** start **
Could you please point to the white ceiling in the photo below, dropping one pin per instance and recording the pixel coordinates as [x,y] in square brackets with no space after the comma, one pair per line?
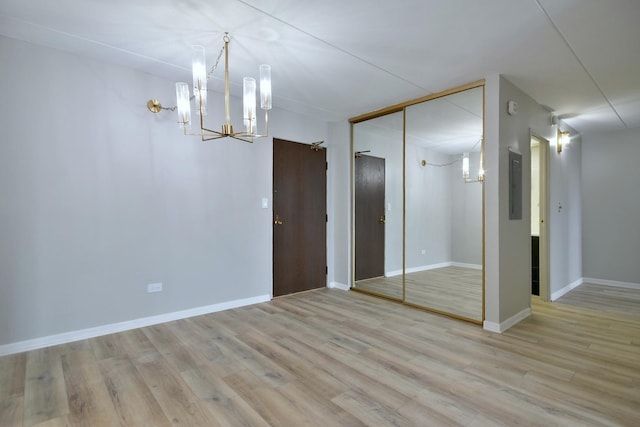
[340,58]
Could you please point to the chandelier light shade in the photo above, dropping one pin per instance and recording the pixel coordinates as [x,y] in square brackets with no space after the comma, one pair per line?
[199,66]
[249,103]
[465,166]
[183,105]
[199,97]
[265,87]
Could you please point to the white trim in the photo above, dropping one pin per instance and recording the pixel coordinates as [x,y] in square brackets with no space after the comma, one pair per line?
[66,337]
[503,326]
[557,294]
[611,283]
[337,285]
[434,266]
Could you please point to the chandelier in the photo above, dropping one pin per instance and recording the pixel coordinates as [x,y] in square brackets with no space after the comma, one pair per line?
[200,77]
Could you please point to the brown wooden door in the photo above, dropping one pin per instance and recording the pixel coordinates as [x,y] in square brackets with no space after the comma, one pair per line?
[300,217]
[369,217]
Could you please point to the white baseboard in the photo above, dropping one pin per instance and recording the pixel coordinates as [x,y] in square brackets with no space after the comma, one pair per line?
[66,337]
[557,294]
[503,326]
[465,265]
[611,283]
[337,285]
[432,267]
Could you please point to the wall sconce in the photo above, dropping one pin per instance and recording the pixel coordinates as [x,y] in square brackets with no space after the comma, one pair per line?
[563,139]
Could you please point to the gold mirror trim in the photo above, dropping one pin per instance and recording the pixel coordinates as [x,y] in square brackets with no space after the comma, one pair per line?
[399,107]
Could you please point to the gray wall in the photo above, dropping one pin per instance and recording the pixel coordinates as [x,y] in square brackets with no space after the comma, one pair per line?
[611,206]
[100,197]
[507,242]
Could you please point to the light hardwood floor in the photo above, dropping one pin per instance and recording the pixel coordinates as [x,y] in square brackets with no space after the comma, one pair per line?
[335,358]
[454,290]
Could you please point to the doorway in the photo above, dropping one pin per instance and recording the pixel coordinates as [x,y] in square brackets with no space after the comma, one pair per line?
[299,217]
[539,217]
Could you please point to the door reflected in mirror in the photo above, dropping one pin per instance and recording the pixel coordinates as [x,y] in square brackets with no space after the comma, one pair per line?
[428,158]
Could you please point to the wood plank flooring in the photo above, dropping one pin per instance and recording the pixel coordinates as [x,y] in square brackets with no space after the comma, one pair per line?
[334,358]
[454,290]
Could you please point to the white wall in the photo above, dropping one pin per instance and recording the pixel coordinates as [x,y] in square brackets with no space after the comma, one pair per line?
[427,208]
[611,206]
[339,196]
[466,214]
[100,197]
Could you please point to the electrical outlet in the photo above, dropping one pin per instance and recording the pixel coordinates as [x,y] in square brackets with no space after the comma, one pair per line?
[154,287]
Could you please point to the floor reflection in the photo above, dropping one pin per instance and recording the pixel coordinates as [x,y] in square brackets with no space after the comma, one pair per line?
[454,290]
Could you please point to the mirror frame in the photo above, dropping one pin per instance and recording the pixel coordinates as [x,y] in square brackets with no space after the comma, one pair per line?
[401,107]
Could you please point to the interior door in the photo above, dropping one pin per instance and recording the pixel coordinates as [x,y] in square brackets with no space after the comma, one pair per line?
[300,217]
[369,174]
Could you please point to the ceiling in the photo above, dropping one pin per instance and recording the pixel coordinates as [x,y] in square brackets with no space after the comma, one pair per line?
[336,59]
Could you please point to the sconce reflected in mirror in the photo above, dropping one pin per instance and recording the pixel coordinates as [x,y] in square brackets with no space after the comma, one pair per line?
[563,139]
[465,169]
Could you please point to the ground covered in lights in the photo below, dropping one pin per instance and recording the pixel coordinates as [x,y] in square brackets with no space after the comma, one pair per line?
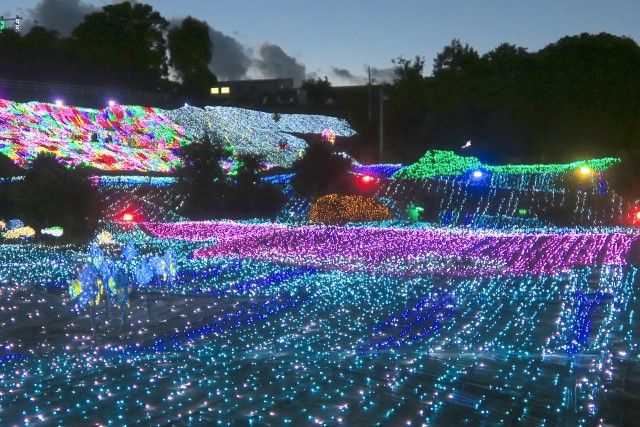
[270,324]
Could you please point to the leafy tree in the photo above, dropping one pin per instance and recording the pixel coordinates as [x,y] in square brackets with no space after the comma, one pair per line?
[53,195]
[127,39]
[455,59]
[318,91]
[321,171]
[202,179]
[191,51]
[407,71]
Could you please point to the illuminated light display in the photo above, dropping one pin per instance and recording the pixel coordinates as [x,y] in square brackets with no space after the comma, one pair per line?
[126,138]
[447,163]
[418,250]
[257,133]
[19,233]
[585,170]
[317,338]
[329,135]
[337,209]
[53,231]
[379,170]
[500,321]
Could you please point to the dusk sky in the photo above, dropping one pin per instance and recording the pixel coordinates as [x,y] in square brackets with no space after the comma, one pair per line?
[339,38]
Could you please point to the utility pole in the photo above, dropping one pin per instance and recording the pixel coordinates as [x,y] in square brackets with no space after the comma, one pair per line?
[381,120]
[369,92]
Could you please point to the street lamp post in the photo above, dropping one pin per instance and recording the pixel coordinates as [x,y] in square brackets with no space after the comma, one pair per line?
[381,122]
[383,98]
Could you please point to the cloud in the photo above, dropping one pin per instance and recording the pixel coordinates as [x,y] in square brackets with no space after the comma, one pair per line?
[60,15]
[275,63]
[231,59]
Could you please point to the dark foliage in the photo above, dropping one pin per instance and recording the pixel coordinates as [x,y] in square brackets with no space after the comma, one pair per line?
[202,179]
[53,195]
[191,51]
[210,194]
[321,171]
[122,46]
[318,91]
[574,99]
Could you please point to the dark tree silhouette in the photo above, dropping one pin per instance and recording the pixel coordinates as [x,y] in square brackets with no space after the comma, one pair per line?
[321,171]
[318,91]
[202,179]
[191,51]
[54,195]
[455,59]
[127,38]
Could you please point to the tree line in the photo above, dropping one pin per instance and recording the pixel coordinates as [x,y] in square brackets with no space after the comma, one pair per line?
[123,45]
[576,98]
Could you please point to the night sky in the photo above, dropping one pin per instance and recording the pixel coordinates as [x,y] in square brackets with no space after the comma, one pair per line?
[339,38]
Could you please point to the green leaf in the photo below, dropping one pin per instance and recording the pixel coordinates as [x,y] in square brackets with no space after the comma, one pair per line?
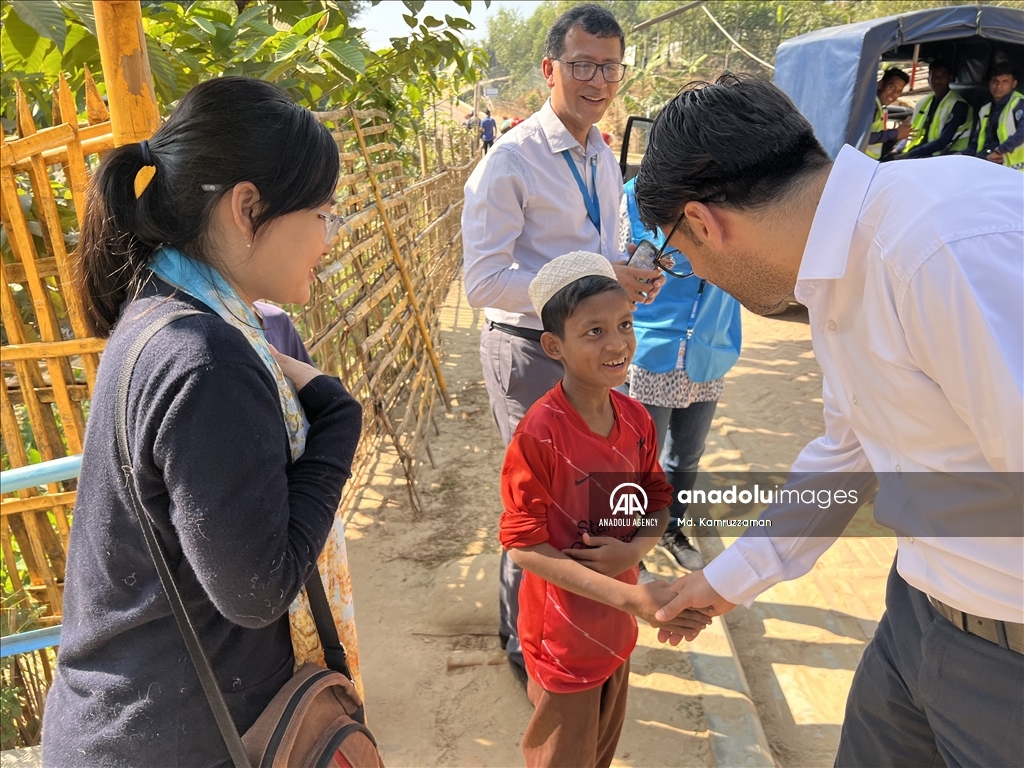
[348,54]
[257,12]
[206,25]
[459,24]
[262,27]
[164,76]
[45,16]
[307,24]
[20,38]
[83,9]
[289,45]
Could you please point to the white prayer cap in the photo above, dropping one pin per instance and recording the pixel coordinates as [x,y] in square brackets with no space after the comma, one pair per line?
[568,268]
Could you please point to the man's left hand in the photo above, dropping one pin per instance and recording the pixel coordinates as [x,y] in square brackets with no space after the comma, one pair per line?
[693,592]
[605,554]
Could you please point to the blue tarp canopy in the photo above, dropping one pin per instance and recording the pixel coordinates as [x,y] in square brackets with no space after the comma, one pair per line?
[830,74]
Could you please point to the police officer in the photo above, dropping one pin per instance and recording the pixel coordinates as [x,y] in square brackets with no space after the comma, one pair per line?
[891,85]
[998,134]
[942,120]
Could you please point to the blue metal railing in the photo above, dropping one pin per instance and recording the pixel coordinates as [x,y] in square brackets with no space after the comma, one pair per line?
[18,479]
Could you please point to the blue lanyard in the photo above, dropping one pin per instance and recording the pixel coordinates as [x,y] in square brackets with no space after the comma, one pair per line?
[593,206]
[693,313]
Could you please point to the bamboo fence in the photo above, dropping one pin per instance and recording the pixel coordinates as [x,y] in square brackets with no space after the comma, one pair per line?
[373,317]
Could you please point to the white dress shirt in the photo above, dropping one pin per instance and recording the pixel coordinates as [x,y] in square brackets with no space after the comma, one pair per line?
[913,280]
[523,208]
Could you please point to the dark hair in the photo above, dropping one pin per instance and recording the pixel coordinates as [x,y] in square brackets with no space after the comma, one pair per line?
[738,141]
[593,19]
[223,132]
[893,72]
[560,306]
[1004,68]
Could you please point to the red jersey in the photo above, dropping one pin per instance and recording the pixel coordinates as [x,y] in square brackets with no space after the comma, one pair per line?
[571,643]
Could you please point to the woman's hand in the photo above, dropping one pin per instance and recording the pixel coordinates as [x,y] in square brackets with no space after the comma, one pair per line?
[297,372]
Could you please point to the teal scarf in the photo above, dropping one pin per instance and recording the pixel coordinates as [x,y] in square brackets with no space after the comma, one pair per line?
[204,283]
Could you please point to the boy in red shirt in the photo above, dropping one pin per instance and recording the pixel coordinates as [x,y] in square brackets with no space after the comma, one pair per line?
[580,594]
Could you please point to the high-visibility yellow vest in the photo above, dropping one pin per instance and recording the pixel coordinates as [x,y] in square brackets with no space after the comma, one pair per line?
[1006,128]
[945,109]
[875,151]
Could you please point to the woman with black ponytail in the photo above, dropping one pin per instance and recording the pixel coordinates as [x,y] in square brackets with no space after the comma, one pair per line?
[240,453]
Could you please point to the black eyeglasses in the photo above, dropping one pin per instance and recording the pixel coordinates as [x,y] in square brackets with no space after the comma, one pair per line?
[665,256]
[585,71]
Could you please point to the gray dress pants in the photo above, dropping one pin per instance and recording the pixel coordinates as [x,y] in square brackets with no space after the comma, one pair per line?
[927,693]
[516,373]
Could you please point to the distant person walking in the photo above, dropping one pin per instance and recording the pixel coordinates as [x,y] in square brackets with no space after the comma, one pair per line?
[550,186]
[912,278]
[487,129]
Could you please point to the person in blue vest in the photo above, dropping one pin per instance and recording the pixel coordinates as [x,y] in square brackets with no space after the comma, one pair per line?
[687,339]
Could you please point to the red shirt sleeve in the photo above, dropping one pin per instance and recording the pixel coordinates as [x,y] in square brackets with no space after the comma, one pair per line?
[525,492]
[654,482]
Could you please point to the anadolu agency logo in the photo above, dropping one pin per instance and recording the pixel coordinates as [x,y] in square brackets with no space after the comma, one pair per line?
[628,504]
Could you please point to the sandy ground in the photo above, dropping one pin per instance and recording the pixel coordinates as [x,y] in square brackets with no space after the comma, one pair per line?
[801,640]
[425,597]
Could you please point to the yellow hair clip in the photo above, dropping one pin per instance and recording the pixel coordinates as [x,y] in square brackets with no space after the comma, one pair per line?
[146,172]
[142,179]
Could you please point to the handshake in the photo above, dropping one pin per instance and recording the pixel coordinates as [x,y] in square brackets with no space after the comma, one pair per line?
[681,609]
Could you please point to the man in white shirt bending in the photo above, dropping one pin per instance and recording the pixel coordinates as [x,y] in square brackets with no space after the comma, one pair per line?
[548,186]
[913,275]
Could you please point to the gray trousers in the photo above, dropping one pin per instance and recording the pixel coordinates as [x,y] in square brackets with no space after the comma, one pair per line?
[516,373]
[927,693]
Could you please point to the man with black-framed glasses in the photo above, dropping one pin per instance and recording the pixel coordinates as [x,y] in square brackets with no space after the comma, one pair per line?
[547,187]
[912,276]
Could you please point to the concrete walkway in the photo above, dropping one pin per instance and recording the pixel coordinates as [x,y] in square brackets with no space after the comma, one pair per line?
[801,641]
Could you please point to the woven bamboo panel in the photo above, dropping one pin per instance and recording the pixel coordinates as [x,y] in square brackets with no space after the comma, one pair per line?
[48,361]
[374,313]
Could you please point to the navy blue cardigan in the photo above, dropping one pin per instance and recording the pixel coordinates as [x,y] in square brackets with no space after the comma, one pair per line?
[242,525]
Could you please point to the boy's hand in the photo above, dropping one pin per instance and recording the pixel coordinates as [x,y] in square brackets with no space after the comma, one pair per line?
[606,554]
[648,599]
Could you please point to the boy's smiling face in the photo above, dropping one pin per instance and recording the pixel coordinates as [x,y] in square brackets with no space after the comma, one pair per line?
[597,343]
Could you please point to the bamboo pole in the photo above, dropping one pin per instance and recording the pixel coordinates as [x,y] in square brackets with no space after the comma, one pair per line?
[400,263]
[130,95]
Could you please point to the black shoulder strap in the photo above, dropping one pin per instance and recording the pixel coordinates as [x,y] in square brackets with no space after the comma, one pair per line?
[334,651]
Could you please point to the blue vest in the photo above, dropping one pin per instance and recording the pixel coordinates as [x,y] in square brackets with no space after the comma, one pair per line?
[660,326]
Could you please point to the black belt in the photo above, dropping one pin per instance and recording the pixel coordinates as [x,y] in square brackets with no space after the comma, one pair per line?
[523,333]
[1006,634]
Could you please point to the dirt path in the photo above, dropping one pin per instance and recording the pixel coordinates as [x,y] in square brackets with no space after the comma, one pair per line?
[426,595]
[801,640]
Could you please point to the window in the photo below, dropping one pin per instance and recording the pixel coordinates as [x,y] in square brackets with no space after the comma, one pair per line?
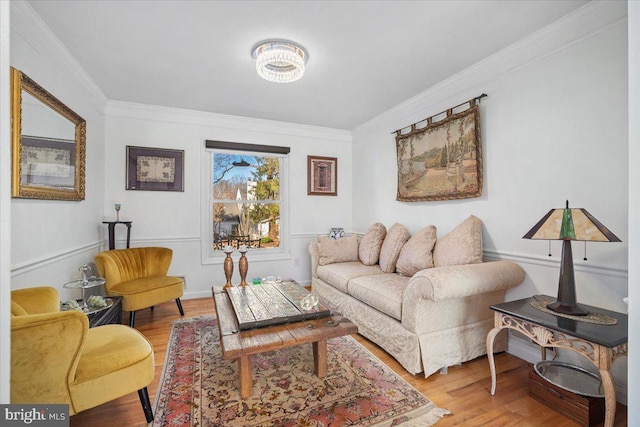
[247,203]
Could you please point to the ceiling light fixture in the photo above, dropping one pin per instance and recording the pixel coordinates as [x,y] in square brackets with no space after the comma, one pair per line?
[280,61]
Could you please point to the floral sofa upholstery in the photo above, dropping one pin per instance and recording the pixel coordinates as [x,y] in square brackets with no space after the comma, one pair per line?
[424,300]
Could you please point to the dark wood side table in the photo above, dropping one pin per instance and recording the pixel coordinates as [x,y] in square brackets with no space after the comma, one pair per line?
[109,316]
[600,344]
[112,232]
** end **
* _YOUR TASK_: Give back, word for word, every line from the one holding "Could you please point to the black belt" through the last line of the listing. Pictures are excluded.

* _WRITTEN RESPONSE_:
Could you please point to the black belt in the photo above, dropping one pin per instance and recording the pixel coordinates as [x,y] in square brackets with no space after the comma, one pair per line?
[523,333]
[1006,634]
Could you please point to the dirt path in the photo above, dropping one pin per instance and recording the pixel coordinates as [x,y] in square brackets with no space after the comma, one pair per line?
[426,595]
[801,640]
Could you please point to the window in the photo below, dropping one pin per instance and recording the pixel coordinates as [x,y] in square brackets with no space after the comma, one pair per line?
[247,203]
Could you please point to the ceiling light fixture in the photo above, dropping one pin per instance and recording the pixel coordinates as [x,y] in square brackets with no space after the comma, one pair per line?
[280,61]
Could you please point to the floral sofa upholstery in the photo above, dropping one pin per instance and recording the pixel coordinates as [x,y] in square brackets with no space after the comma, one pair per line?
[424,300]
Could you please point to the dark wood side table in the photo above, dropping one pin per instance and recording the pixel coordinates as [x,y] in square brackets with no space after the comma, one pair per line?
[109,316]
[600,344]
[112,232]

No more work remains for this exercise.